## PROBLEM DETAILS
In the rows below, rewrite everything from the line containing "Would you please pick out the sky" down to the line containing "point(15, 205)", changing "Reported" to "Located" and keeping all else the same. Leave the pictures out of your answer.

── LISTING

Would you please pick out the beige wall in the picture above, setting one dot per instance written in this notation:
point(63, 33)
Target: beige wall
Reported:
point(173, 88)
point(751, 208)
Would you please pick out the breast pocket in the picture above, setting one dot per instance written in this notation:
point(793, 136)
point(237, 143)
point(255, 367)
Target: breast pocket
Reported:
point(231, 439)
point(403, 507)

────
── LISTING

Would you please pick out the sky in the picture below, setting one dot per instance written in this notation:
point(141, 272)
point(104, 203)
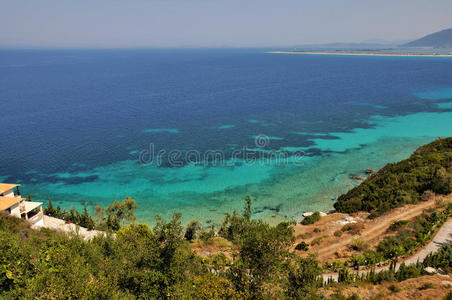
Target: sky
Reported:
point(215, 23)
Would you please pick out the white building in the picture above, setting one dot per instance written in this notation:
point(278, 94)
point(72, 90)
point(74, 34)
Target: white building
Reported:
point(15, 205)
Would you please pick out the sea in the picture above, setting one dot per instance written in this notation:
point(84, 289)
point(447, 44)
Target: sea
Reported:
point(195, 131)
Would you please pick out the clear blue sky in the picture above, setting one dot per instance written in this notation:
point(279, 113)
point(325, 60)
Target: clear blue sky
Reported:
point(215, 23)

────

## RESULT
Would you please pick out the sky in the picture below, setting one dot per instance written in this notation:
point(141, 272)
point(104, 203)
Target: sky
Located:
point(215, 23)
Would you please pick out the white building in the picture above, setting one dot per instance written in this notation:
point(278, 94)
point(72, 90)
point(74, 34)
Target: white building
Located:
point(15, 205)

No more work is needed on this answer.